Stated task: Extract each line of the records below that contains the word "ferris", and copy those lines unchanged.

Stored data
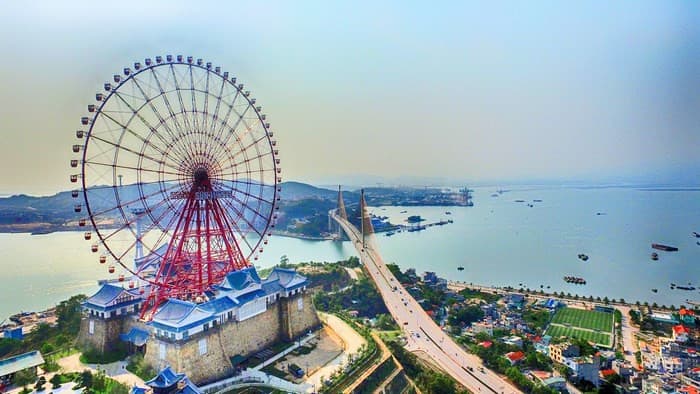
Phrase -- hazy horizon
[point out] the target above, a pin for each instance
(464, 92)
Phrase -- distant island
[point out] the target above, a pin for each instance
(303, 209)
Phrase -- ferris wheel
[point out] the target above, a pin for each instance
(178, 175)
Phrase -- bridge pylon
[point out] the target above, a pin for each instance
(365, 219)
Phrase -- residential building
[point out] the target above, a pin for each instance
(559, 352)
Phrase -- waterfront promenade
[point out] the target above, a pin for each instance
(422, 333)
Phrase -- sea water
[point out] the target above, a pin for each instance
(498, 241)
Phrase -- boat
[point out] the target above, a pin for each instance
(665, 248)
(575, 280)
(414, 219)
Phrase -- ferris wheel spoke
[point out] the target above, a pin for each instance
(245, 206)
(127, 203)
(164, 96)
(234, 225)
(153, 130)
(135, 153)
(179, 132)
(222, 222)
(248, 194)
(127, 223)
(224, 122)
(179, 98)
(112, 165)
(162, 121)
(194, 101)
(233, 130)
(205, 110)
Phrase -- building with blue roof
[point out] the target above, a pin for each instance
(168, 382)
(236, 318)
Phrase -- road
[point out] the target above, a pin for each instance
(422, 333)
(628, 331)
(629, 343)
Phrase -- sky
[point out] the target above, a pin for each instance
(454, 92)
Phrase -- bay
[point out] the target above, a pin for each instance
(498, 242)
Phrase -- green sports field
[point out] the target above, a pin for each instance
(594, 320)
(571, 332)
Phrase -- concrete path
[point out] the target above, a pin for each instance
(352, 273)
(285, 352)
(116, 370)
(249, 378)
(352, 341)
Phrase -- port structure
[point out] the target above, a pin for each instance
(422, 333)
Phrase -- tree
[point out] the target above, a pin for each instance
(441, 384)
(69, 313)
(55, 381)
(284, 261)
(86, 379)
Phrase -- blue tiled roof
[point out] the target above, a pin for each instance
(219, 305)
(251, 296)
(271, 287)
(168, 378)
(165, 378)
(241, 279)
(287, 278)
(136, 336)
(180, 315)
(105, 295)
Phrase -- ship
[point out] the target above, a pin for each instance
(414, 219)
(575, 280)
(664, 248)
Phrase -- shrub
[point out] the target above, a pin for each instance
(93, 356)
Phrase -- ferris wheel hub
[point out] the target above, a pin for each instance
(201, 175)
(178, 167)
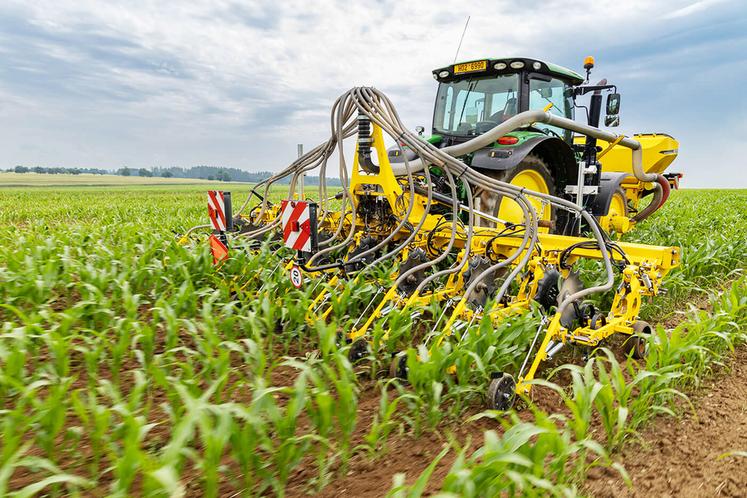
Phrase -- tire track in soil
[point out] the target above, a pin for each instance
(679, 457)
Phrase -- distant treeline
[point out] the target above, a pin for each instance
(196, 172)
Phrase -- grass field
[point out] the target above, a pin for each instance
(131, 366)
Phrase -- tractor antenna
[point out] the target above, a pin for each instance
(461, 39)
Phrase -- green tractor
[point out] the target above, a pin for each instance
(474, 97)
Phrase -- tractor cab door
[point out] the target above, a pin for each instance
(546, 91)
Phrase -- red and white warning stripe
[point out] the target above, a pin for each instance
(217, 209)
(296, 225)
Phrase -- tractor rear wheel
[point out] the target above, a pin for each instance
(532, 173)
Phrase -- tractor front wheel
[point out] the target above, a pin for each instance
(532, 173)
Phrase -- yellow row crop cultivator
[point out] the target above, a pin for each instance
(489, 216)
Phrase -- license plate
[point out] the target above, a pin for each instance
(470, 67)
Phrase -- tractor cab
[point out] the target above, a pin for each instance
(474, 97)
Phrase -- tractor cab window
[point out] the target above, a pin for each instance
(542, 93)
(472, 106)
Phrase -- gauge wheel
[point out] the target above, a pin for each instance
(532, 173)
(398, 366)
(358, 350)
(598, 320)
(501, 392)
(637, 345)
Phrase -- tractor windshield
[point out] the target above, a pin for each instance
(472, 106)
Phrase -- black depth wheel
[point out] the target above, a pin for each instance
(398, 366)
(637, 345)
(598, 320)
(358, 350)
(501, 392)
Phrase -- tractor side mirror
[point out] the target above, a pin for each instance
(613, 110)
(613, 103)
(612, 121)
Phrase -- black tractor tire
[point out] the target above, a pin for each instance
(491, 203)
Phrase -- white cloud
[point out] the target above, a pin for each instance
(240, 83)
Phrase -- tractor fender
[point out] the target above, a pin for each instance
(557, 154)
(608, 185)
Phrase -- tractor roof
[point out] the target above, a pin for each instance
(488, 66)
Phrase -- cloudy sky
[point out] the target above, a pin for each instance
(238, 83)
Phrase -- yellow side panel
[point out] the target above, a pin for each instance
(659, 151)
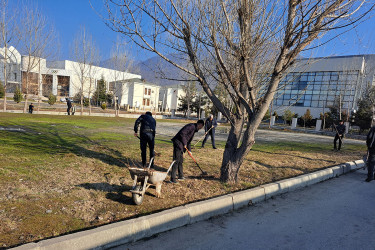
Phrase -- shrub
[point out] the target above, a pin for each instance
(17, 95)
(51, 99)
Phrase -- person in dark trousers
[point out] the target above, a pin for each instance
(73, 109)
(370, 142)
(31, 108)
(340, 131)
(210, 126)
(69, 103)
(147, 135)
(181, 142)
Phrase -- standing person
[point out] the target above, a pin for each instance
(69, 103)
(147, 135)
(209, 128)
(181, 142)
(340, 131)
(31, 108)
(73, 109)
(370, 142)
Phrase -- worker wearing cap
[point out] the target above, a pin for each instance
(181, 143)
(147, 135)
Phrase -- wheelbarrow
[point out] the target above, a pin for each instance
(144, 178)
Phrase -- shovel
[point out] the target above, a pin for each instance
(191, 155)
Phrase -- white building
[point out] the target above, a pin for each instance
(136, 93)
(169, 97)
(11, 58)
(78, 74)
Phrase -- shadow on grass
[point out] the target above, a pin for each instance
(284, 154)
(60, 139)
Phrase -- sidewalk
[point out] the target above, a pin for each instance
(120, 233)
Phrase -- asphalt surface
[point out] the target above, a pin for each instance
(335, 214)
(170, 129)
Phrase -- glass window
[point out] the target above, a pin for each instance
(304, 77)
(343, 76)
(334, 76)
(311, 77)
(318, 78)
(326, 77)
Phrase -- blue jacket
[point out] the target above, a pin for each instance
(185, 136)
(148, 124)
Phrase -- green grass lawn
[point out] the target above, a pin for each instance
(60, 174)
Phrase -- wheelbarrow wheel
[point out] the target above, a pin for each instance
(138, 198)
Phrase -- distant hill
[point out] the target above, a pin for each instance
(155, 70)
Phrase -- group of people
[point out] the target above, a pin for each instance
(181, 141)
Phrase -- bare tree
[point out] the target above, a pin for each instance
(7, 36)
(246, 45)
(37, 38)
(86, 54)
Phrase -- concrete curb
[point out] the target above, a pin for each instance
(131, 230)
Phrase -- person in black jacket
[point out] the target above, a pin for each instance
(209, 128)
(31, 108)
(340, 131)
(181, 142)
(69, 103)
(370, 142)
(147, 135)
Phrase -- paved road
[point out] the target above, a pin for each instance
(170, 129)
(336, 214)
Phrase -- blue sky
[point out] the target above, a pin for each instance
(69, 15)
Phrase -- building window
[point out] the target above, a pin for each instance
(146, 102)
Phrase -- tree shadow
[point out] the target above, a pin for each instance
(284, 154)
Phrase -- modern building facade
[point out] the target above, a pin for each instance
(317, 83)
(136, 94)
(10, 63)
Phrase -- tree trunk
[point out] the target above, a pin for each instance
(27, 92)
(233, 156)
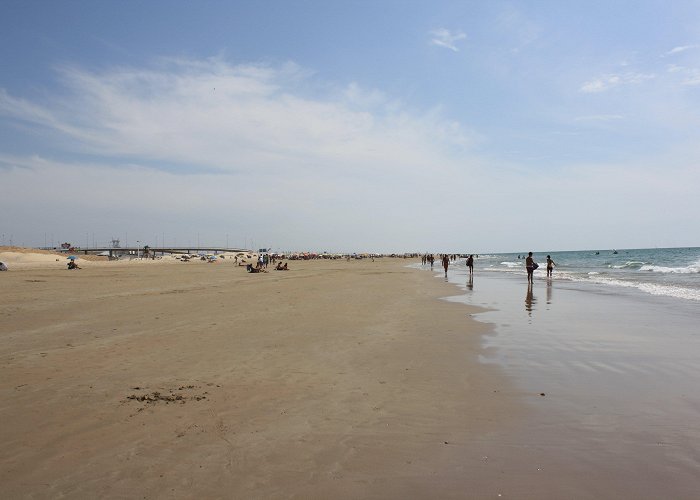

Answer for the task:
Phrase -- ferris wheel
Phrase -- ferris wheel spoke
Phrase -- ferris wheel hub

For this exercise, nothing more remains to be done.